··· DIE DATEN ···

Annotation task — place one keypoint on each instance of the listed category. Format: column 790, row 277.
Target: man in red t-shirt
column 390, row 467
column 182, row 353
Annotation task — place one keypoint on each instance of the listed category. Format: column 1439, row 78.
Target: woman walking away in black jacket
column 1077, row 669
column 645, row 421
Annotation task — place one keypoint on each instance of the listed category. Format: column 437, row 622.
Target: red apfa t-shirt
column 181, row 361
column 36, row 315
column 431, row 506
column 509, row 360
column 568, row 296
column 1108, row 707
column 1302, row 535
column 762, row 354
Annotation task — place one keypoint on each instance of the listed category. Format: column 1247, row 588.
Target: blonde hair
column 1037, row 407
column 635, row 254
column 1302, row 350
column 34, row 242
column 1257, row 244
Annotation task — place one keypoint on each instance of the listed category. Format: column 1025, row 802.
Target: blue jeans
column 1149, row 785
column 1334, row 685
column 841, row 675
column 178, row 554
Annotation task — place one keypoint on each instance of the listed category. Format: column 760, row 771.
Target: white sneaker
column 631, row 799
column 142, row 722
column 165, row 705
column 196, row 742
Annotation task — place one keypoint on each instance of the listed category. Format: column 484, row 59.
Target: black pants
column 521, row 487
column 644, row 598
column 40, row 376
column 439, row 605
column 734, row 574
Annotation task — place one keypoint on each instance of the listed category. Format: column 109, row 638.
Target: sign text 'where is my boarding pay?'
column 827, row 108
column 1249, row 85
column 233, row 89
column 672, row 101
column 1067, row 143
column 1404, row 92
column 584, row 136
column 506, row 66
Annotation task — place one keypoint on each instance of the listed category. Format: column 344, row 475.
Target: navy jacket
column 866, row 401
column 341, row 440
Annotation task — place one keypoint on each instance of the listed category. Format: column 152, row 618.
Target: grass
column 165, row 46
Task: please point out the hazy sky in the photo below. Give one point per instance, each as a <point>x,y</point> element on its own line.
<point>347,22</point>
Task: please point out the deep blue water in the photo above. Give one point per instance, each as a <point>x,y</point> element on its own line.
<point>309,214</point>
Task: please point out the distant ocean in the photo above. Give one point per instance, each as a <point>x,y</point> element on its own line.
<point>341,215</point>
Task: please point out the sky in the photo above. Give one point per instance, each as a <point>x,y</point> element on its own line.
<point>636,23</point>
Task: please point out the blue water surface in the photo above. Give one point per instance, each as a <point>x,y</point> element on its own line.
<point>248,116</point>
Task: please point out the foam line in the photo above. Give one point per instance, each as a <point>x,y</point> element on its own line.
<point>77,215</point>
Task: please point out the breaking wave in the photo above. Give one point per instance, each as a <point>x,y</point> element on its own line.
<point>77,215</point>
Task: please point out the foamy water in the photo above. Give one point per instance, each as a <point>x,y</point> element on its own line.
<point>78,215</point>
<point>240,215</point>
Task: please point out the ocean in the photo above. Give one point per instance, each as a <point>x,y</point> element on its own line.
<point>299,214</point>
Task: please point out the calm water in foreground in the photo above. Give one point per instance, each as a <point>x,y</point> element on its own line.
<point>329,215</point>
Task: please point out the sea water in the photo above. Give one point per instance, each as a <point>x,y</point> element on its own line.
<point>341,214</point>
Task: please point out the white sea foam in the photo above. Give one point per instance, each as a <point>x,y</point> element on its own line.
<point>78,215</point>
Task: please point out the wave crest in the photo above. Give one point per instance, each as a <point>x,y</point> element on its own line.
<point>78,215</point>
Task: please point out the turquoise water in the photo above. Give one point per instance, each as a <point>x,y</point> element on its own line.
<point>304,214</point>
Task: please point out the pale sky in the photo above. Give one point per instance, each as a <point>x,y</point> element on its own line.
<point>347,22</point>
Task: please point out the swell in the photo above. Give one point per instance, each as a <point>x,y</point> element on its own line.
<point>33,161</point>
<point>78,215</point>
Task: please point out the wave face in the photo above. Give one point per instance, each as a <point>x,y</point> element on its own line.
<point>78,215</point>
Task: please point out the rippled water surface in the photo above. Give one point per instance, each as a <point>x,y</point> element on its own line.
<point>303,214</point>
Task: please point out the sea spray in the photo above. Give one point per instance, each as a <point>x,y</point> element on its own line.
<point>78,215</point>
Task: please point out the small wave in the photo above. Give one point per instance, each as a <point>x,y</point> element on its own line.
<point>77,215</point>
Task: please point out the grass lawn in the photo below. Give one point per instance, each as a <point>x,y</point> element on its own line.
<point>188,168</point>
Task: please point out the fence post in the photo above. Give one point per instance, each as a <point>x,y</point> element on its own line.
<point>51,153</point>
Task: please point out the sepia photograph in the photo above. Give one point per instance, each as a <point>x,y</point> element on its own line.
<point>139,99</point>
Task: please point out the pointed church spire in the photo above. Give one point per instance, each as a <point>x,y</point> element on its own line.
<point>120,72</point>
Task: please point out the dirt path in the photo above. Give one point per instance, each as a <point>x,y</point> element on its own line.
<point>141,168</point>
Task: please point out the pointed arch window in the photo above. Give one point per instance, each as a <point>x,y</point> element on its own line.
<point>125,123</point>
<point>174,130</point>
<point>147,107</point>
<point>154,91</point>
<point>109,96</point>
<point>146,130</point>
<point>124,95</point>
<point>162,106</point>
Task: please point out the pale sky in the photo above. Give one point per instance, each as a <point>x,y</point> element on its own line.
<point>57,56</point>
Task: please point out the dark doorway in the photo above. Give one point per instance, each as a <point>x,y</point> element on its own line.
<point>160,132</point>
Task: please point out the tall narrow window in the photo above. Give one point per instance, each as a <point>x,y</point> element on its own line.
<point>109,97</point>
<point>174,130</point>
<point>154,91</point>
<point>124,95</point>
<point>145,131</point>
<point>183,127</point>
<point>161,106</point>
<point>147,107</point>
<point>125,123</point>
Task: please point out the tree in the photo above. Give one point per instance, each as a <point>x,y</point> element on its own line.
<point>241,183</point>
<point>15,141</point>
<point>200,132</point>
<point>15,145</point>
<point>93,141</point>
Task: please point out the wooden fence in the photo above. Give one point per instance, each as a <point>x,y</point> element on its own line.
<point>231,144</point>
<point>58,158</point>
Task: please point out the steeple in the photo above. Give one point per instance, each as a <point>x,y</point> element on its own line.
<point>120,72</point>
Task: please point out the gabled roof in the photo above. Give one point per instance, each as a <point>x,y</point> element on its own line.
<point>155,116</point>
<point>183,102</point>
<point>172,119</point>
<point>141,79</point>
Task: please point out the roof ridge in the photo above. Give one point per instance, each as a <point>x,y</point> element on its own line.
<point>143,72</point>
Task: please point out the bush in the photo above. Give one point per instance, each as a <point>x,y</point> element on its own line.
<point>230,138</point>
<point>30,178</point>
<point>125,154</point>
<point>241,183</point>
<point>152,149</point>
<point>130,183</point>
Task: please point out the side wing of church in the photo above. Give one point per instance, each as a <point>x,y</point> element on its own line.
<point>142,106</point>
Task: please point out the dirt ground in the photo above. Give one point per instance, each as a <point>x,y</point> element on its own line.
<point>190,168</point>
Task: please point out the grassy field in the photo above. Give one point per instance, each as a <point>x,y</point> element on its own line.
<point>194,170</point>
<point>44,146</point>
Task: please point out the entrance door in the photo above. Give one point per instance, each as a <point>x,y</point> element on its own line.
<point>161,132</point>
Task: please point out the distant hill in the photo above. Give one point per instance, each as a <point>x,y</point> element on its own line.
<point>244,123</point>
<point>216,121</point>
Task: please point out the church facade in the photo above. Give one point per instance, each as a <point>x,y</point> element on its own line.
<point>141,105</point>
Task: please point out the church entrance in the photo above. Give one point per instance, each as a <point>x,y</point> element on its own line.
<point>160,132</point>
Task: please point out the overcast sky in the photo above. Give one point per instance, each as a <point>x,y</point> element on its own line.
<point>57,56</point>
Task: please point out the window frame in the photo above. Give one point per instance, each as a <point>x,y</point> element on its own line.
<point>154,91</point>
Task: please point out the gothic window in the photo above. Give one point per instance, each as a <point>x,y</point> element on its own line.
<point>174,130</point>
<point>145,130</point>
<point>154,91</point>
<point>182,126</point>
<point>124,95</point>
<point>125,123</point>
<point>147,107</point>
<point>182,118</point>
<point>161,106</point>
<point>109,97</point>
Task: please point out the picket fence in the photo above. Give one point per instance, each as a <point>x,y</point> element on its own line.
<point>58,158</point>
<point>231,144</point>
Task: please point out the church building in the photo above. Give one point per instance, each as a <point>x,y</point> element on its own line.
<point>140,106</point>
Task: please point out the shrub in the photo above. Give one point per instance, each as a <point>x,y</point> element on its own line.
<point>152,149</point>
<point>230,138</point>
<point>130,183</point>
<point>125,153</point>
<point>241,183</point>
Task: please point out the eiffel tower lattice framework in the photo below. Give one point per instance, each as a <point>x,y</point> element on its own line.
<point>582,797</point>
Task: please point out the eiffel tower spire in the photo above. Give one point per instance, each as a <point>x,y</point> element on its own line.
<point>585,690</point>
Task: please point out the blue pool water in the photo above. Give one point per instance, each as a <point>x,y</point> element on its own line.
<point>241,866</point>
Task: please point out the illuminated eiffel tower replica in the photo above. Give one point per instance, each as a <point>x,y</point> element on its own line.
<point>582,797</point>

···

Schreibe den Abschnitt, der mit der Zeile mit „484, row 59.“ beginnt und mit der Zeile mit „column 734, row 574“ endet, Zeile für Zeile unverändert ab. Beide Zeilen gehören dazu.

**ANTWORT**
Annotation task — place one keypoint on each instance of the listed category. Format: column 484, row 59.
Target: black pants
column 521, row 487
column 644, row 598
column 40, row 376
column 439, row 605
column 734, row 574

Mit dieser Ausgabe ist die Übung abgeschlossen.